**文書抜粋:**
*****
この発明は、ポリプロピレン系共重合体と、石油系樹脂、ロジン系樹脂又はテルペン樹脂の少なくとも一種とからなる樹脂組成物に、スチレン系エラストマーを添加した混合樹脂組成物を、少なくとも一軸方向に延伸したフィルムである、熱収縮性オレフィンフィルムである。
【0016】
この発明におけるポリプロピレン系共重合体とは、共重合体を構成するモノマーのうち、プロピレンが主成分であるものをいう。なお、主成分とはモノマー中の最大mol量を占める化合物をいう。上記ポリプロピレン系共重合体は、プロピレンとプロピレン以外のα−オレフィンとの共重合体であることにより延伸等の際に扱いやすく、それらのランダム共重合体であると、結晶性が低下するため熱収縮性が向上するのでより好ましい。上記のα−オレフィンとしては、エチレン又は炭素数4〜20のα−オレフィンを用いると、共重合の際扱いやすく、得られる共重合体の物性も良好である。
【0017】
これらのα−オレフィンを用いたポリプロピレン系共重合体の具体例としては、プロピレン−エチレン共重合体、プロピレン−エチレン−1−ブテン共重合体、プロピレン−1−ブテン共重合体、プロピレン−1−ヘキセン共重合体などとの共重合体などが挙げられ、これらを単独で用いてもよいし、これらを複数組み合わせて用いてもよい。
*****
[データ一覧]

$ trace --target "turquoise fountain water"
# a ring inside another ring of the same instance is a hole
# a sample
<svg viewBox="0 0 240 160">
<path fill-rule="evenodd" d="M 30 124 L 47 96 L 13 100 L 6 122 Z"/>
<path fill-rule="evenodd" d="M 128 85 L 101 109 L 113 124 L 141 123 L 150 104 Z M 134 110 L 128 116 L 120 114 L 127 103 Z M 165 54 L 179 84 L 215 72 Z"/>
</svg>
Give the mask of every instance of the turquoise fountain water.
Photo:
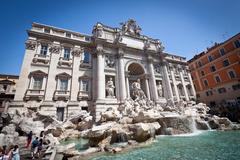
<svg viewBox="0 0 240 160">
<path fill-rule="evenodd" d="M 149 146 L 92 160 L 240 160 L 240 131 L 160 136 Z"/>
</svg>

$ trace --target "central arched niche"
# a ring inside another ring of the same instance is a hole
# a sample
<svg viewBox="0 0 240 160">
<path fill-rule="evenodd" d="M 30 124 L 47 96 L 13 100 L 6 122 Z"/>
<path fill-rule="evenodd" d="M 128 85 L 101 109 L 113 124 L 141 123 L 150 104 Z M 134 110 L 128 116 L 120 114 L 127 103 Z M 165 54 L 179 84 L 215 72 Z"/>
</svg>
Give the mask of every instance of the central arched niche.
<svg viewBox="0 0 240 160">
<path fill-rule="evenodd" d="M 141 82 L 141 89 L 144 91 L 146 95 L 146 76 L 145 76 L 145 70 L 142 65 L 138 63 L 131 63 L 128 68 L 128 80 L 129 80 L 129 91 L 130 91 L 130 96 L 133 98 L 132 95 L 132 83 L 136 82 L 137 79 L 140 79 Z M 146 95 L 147 96 L 147 95 Z"/>
</svg>

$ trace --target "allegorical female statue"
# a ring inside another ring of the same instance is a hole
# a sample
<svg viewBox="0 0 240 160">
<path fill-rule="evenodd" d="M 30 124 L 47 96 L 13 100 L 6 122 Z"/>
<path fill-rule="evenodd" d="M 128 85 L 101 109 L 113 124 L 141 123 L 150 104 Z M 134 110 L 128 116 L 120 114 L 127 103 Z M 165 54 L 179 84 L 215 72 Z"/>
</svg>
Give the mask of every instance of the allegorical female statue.
<svg viewBox="0 0 240 160">
<path fill-rule="evenodd" d="M 135 100 L 146 98 L 143 90 L 141 89 L 140 79 L 137 79 L 136 82 L 132 83 L 132 90 L 133 90 L 132 95 L 134 96 Z"/>
<path fill-rule="evenodd" d="M 112 78 L 109 78 L 109 81 L 106 84 L 107 97 L 109 97 L 109 98 L 115 97 L 114 88 L 115 88 L 115 86 L 113 84 Z"/>
<path fill-rule="evenodd" d="M 161 84 L 161 82 L 158 82 L 157 92 L 158 92 L 158 97 L 162 97 L 162 96 L 163 96 L 163 93 L 162 93 L 162 84 Z"/>
</svg>

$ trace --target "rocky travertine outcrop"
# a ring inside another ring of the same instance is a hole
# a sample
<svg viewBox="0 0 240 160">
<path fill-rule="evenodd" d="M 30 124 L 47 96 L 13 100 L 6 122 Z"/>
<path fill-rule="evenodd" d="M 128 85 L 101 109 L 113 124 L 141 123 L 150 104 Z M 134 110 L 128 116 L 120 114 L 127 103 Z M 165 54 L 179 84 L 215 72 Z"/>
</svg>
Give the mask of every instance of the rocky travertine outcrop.
<svg viewBox="0 0 240 160">
<path fill-rule="evenodd" d="M 114 143 L 136 145 L 159 134 L 192 133 L 197 129 L 240 129 L 238 124 L 233 124 L 227 118 L 209 115 L 208 111 L 209 108 L 202 103 L 182 101 L 174 104 L 168 100 L 167 103 L 155 105 L 150 100 L 136 99 L 127 100 L 117 109 L 108 108 L 95 123 L 86 111 L 79 111 L 64 122 L 59 122 L 47 113 L 25 109 L 1 118 L 0 143 L 15 144 L 19 136 L 26 136 L 29 131 L 33 131 L 34 136 L 44 131 L 49 150 L 55 148 L 57 153 L 80 156 L 98 151 L 116 153 L 122 148 L 113 147 Z M 61 147 L 59 142 L 69 138 L 87 138 L 90 148 L 79 152 L 74 143 L 70 147 Z"/>
</svg>

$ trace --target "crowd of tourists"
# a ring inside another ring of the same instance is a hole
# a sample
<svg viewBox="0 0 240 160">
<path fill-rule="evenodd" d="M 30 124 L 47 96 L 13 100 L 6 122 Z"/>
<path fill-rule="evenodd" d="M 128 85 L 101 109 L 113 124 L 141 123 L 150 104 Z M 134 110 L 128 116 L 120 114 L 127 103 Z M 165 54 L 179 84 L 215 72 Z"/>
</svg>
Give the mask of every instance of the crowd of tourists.
<svg viewBox="0 0 240 160">
<path fill-rule="evenodd" d="M 0 160 L 20 160 L 18 145 L 0 147 Z"/>
<path fill-rule="evenodd" d="M 42 131 L 39 137 L 33 139 L 33 133 L 30 131 L 27 134 L 26 149 L 30 149 L 31 158 L 39 158 L 43 149 L 43 143 L 45 141 L 44 131 Z M 20 160 L 19 146 L 2 146 L 0 147 L 0 160 Z"/>
<path fill-rule="evenodd" d="M 218 105 L 210 106 L 209 113 L 220 117 L 227 117 L 233 122 L 240 123 L 240 102 L 222 102 Z"/>
</svg>

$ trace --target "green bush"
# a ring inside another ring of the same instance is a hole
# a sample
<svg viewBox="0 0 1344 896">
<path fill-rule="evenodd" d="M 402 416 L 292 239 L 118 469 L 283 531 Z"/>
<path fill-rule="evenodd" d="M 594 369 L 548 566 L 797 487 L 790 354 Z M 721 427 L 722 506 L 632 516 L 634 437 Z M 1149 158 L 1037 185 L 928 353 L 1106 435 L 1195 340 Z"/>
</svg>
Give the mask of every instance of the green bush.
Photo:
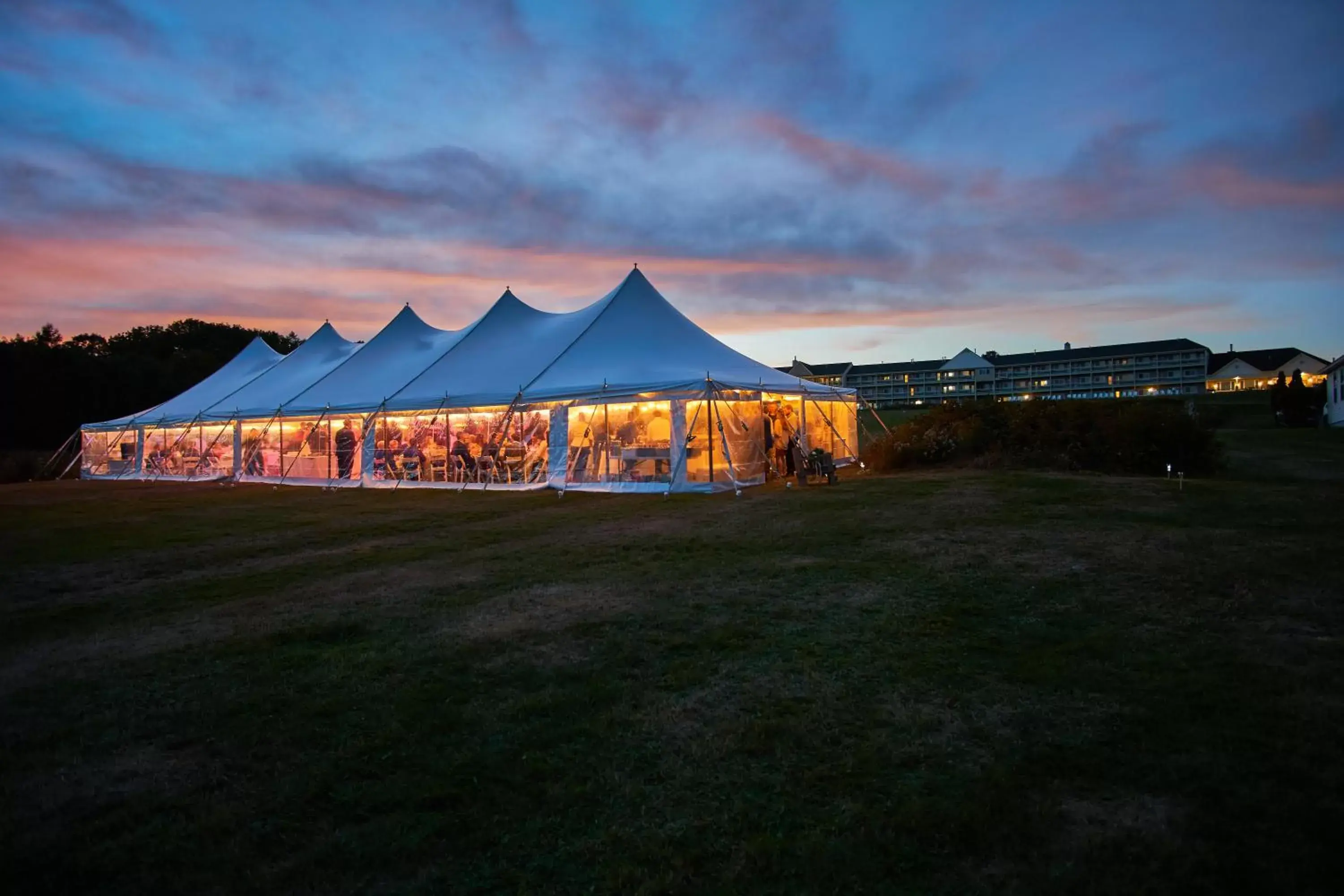
<svg viewBox="0 0 1344 896">
<path fill-rule="evenodd" d="M 864 451 L 876 470 L 974 462 L 1187 476 L 1222 466 L 1214 430 L 1183 402 L 964 402 L 933 407 Z"/>
</svg>

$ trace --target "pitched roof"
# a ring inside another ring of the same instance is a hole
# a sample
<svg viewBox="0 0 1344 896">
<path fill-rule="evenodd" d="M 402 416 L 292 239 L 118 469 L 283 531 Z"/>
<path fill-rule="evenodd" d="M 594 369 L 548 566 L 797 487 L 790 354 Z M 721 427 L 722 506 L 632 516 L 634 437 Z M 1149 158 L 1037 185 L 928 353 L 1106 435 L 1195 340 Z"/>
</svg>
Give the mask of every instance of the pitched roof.
<svg viewBox="0 0 1344 896">
<path fill-rule="evenodd" d="M 995 367 L 1007 364 L 1044 364 L 1047 361 L 1082 361 L 1091 357 L 1113 357 L 1117 355 L 1140 355 L 1144 352 L 1207 352 L 1199 343 L 1188 339 L 1160 339 L 1152 343 L 1120 343 L 1116 345 L 1087 345 L 1085 348 L 1060 348 L 1048 352 L 1021 352 L 991 357 Z"/>
<path fill-rule="evenodd" d="M 1324 357 L 1316 357 L 1300 348 L 1257 348 L 1249 352 L 1219 352 L 1218 355 L 1210 355 L 1208 372 L 1216 373 L 1232 361 L 1243 361 L 1257 371 L 1269 373 L 1284 367 L 1298 355 L 1306 355 L 1308 357 L 1314 357 L 1321 364 L 1328 364 Z"/>
<path fill-rule="evenodd" d="M 812 371 L 813 376 L 837 376 L 848 371 L 851 367 L 853 367 L 849 361 L 835 361 L 831 364 L 808 364 L 806 361 L 798 361 L 798 363 L 806 367 L 809 371 Z M 781 369 L 789 372 L 790 369 L 793 369 L 793 367 L 790 365 Z"/>
</svg>

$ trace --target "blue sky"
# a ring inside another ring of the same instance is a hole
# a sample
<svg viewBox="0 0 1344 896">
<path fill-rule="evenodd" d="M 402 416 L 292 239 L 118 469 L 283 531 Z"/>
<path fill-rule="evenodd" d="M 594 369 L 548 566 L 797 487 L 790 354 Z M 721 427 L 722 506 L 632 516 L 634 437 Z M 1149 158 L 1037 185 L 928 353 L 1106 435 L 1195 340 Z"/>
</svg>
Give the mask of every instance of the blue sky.
<svg viewBox="0 0 1344 896">
<path fill-rule="evenodd" d="M 638 261 L 771 363 L 1344 344 L 1336 3 L 0 4 L 0 328 Z"/>
</svg>

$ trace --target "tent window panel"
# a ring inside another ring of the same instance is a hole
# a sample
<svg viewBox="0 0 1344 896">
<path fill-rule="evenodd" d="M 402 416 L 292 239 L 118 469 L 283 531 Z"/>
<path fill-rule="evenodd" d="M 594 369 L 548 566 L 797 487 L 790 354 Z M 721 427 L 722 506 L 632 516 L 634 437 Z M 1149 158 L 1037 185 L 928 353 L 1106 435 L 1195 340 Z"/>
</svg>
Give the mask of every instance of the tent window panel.
<svg viewBox="0 0 1344 896">
<path fill-rule="evenodd" d="M 431 422 L 421 437 L 426 443 L 430 476 L 434 481 L 442 476 L 450 482 L 517 482 L 526 459 L 526 416 L 521 408 L 511 412 L 508 406 L 496 406 L 454 411 L 442 420 L 425 418 Z M 439 451 L 444 451 L 442 463 Z"/>
<path fill-rule="evenodd" d="M 602 463 L 597 453 L 606 445 L 606 406 L 579 404 L 570 408 L 570 453 L 566 482 L 597 482 Z"/>
<path fill-rule="evenodd" d="M 685 481 L 710 481 L 710 402 L 685 403 Z M 722 463 L 722 458 L 719 458 Z"/>
<path fill-rule="evenodd" d="M 328 416 L 276 420 L 278 474 L 286 480 L 329 480 L 336 472 Z"/>
<path fill-rule="evenodd" d="M 445 482 L 452 441 L 450 415 L 439 408 L 380 414 L 374 427 L 374 478 Z M 333 447 L 335 453 L 335 447 Z M 340 473 L 339 465 L 336 466 Z"/>
<path fill-rule="evenodd" d="M 715 480 L 727 482 L 728 476 L 735 476 L 739 484 L 765 482 L 766 455 L 765 455 L 765 424 L 761 402 L 732 400 L 715 402 L 715 424 L 723 426 L 723 442 L 728 445 L 728 465 L 715 466 Z M 722 447 L 722 442 L 715 447 Z"/>
<path fill-rule="evenodd" d="M 85 433 L 79 469 L 89 476 L 122 476 L 136 466 L 136 430 Z"/>
<path fill-rule="evenodd" d="M 672 402 L 607 404 L 607 482 L 672 481 Z"/>
<path fill-rule="evenodd" d="M 808 399 L 806 431 L 809 451 L 821 449 L 823 451 L 828 451 L 833 458 L 847 454 L 840 439 L 836 438 L 836 430 L 844 431 L 840 429 L 843 419 L 839 419 L 844 414 L 848 414 L 848 410 L 843 402 L 813 402 Z M 832 429 L 832 424 L 835 429 Z"/>
<path fill-rule="evenodd" d="M 191 476 L 200 459 L 196 427 L 167 426 L 145 433 L 144 472 L 148 476 Z"/>
<path fill-rule="evenodd" d="M 550 408 L 526 410 L 517 415 L 523 445 L 521 482 L 544 482 L 550 466 Z"/>
<path fill-rule="evenodd" d="M 234 472 L 234 427 L 231 423 L 204 423 L 179 443 L 183 473 L 192 478 L 218 478 Z"/>
</svg>

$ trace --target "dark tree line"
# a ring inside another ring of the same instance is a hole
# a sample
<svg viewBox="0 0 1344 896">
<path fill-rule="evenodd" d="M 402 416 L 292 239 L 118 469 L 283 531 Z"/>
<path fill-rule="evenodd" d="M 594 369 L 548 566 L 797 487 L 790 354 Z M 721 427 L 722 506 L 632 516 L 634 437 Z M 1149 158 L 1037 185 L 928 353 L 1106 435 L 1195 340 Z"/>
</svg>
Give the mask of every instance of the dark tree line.
<svg viewBox="0 0 1344 896">
<path fill-rule="evenodd" d="M 1325 383 L 1314 387 L 1302 382 L 1302 371 L 1293 371 L 1293 379 L 1285 380 L 1284 371 L 1269 388 L 1269 404 L 1278 426 L 1316 426 L 1325 407 Z"/>
<path fill-rule="evenodd" d="M 153 407 L 199 383 L 261 336 L 278 352 L 302 340 L 237 324 L 181 320 L 63 339 L 47 324 L 0 339 L 0 449 L 55 449 L 81 423 Z"/>
</svg>

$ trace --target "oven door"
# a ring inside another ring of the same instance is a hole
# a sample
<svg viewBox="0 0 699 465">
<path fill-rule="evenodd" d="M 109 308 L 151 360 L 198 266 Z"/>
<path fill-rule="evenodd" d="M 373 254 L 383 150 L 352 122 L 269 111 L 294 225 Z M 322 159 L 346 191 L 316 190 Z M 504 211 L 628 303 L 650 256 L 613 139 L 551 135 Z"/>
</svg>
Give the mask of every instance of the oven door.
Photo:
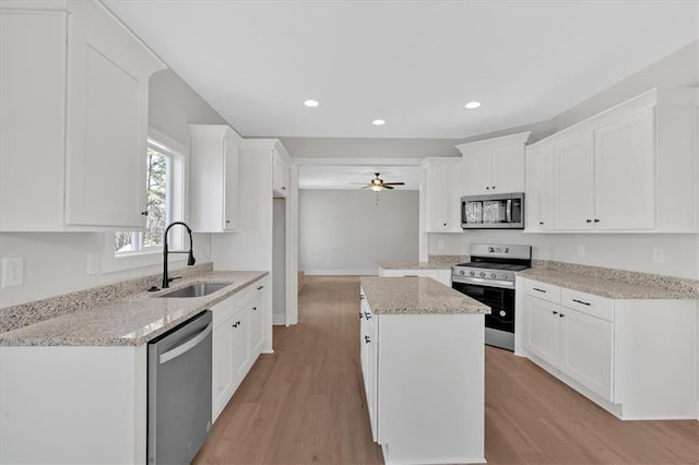
<svg viewBox="0 0 699 465">
<path fill-rule="evenodd" d="M 514 289 L 457 282 L 451 287 L 490 307 L 490 314 L 485 315 L 486 344 L 513 350 Z"/>
</svg>

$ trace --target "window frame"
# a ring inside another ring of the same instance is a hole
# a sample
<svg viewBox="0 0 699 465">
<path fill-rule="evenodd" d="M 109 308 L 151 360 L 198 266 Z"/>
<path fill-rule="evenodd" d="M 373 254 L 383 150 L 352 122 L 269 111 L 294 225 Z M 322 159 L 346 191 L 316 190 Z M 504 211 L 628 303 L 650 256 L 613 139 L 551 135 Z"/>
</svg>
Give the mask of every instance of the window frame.
<svg viewBox="0 0 699 465">
<path fill-rule="evenodd" d="M 155 147 L 158 152 L 169 156 L 171 172 L 168 172 L 167 198 L 169 212 L 166 224 L 173 220 L 185 220 L 187 213 L 187 174 L 189 171 L 189 147 L 180 144 L 168 135 L 149 128 L 147 146 Z M 145 154 L 143 154 L 145 156 Z M 133 252 L 117 253 L 114 250 L 115 230 L 105 233 L 102 272 L 116 272 L 142 266 L 151 266 L 163 263 L 163 247 L 151 246 Z M 183 247 L 185 236 L 181 228 L 169 233 L 169 246 L 173 250 Z M 173 254 L 169 262 L 185 262 L 183 254 Z"/>
</svg>

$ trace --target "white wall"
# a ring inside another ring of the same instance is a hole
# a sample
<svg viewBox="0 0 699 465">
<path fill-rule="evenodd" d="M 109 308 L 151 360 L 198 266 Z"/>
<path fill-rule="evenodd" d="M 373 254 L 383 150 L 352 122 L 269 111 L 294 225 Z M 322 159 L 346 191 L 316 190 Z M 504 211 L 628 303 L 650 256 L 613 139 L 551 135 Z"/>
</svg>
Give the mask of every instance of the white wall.
<svg viewBox="0 0 699 465">
<path fill-rule="evenodd" d="M 191 146 L 189 123 L 225 123 L 194 91 L 169 70 L 155 73 L 150 88 L 151 127 L 185 146 Z M 104 233 L 0 234 L 0 257 L 24 259 L 24 285 L 0 291 L 0 308 L 46 297 L 145 276 L 162 271 L 157 265 L 118 272 L 87 274 L 87 255 L 104 262 Z M 211 261 L 210 235 L 194 235 L 198 263 Z M 183 263 L 173 265 L 173 269 Z"/>
<path fill-rule="evenodd" d="M 376 274 L 382 261 L 417 260 L 418 191 L 300 190 L 298 267 Z"/>
</svg>

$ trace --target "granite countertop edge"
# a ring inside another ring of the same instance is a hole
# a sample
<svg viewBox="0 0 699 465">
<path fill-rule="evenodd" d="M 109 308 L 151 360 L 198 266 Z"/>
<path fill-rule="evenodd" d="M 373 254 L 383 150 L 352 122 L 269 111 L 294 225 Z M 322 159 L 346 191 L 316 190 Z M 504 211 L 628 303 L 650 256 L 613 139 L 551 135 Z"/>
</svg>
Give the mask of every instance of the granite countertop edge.
<svg viewBox="0 0 699 465">
<path fill-rule="evenodd" d="M 167 289 L 135 293 L 88 310 L 79 310 L 8 331 L 0 334 L 0 346 L 128 347 L 144 345 L 266 275 L 269 275 L 266 271 L 212 271 L 183 278 Z M 194 284 L 221 282 L 232 283 L 203 297 L 158 297 Z M 138 321 L 133 322 L 130 315 L 134 315 Z M 83 321 L 84 326 L 81 325 Z M 115 330 L 115 326 L 121 330 Z M 90 334 L 85 334 L 86 332 Z"/>
<path fill-rule="evenodd" d="M 532 267 L 517 272 L 517 276 L 540 281 L 555 286 L 581 293 L 592 294 L 599 297 L 617 300 L 694 300 L 699 299 L 699 294 L 691 290 L 675 290 L 661 286 L 639 285 L 621 281 L 606 279 L 560 270 L 546 270 Z"/>
<path fill-rule="evenodd" d="M 363 276 L 375 314 L 489 314 L 490 307 L 430 277 Z"/>
</svg>

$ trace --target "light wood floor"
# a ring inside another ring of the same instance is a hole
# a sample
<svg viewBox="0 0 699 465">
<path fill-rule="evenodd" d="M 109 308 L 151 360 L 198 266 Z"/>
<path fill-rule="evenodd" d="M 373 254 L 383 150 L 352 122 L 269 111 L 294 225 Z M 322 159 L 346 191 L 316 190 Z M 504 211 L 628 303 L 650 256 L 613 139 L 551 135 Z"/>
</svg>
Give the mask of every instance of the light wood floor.
<svg viewBox="0 0 699 465">
<path fill-rule="evenodd" d="M 307 276 L 196 464 L 374 464 L 359 369 L 359 279 Z M 526 359 L 486 347 L 489 464 L 699 464 L 699 421 L 620 421 Z"/>
</svg>

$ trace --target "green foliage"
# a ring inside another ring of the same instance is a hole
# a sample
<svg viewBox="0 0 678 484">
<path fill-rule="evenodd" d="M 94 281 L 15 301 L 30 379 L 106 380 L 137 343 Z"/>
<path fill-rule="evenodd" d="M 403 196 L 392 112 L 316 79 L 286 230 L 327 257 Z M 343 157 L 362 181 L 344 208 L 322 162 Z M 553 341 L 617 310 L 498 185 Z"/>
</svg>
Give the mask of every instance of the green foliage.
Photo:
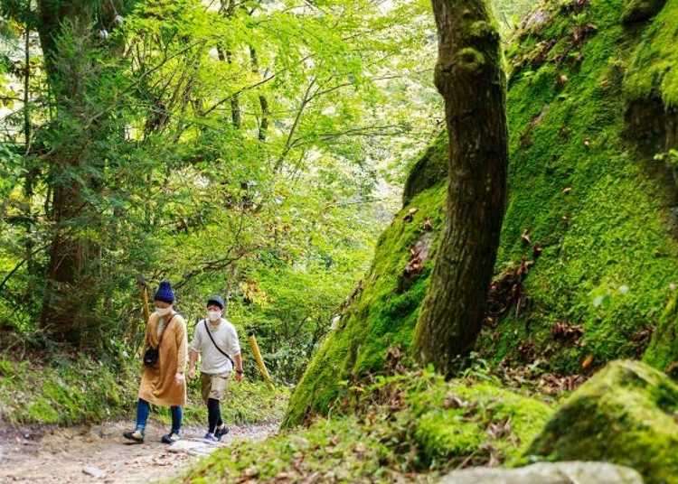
*****
**作業内容:**
熱収縮性フィルムに関する文章から、「この発明は、ポリプロピレン系」から「数組み合わせて用いてもよい。」までの部分を一字一句変えずに書き写してください。 ここに並ぶ行は、熱収縮性フィルムに関する文章とは関係がありません。

**回答:**
この発明は、ポリプロピレン系共重合体と、石油系樹脂、ロジン系樹脂又はテルペン樹脂の少なくとも一種とからなる樹脂組成物に、スチレン系エラストマーを添加した混合樹脂組成物を、少なくとも一軸方向に延伸したフィルムである、熱収縮性オレフィンフィルムである。
【0016】
この発明におけるポリプロピレン系共重合体とは、共重合体を構成するモノマーのうち、プロピレンが主成分であるものをいう。なお、主成分とはモノマー中の最大mol量を占める化合物をいう。上記ポリプロピレン系共重合体は、プロピレンとプロピレン以外のα−オレフィンとの共重合体であることにより延伸等の際に扱いやすく、それらのランダム共重合体であると、結晶性が低下するため熱収縮性が向上するのでより好ましい。上記のα−オレフィンとしては、エチレン又は炭素数4〜20のα−オレフィンを用いると、共重合の際扱いやすく、得られる共重合体の物性も良好である。
【0017】
これらのα−オレフィンを用いたポリプロピレン系共重合体の具体例としては、プロピレン−エチレン共重合体、プロピレン−エチレン−1−ブテン共重合体、プロピレン−1−ブテン共重合体、プロピレン−1−ヘキセン共重合体などとの共重合体などが挙げられ、これらを単独で用いてもよいし、これらを複数組み合わせて用いてもよい。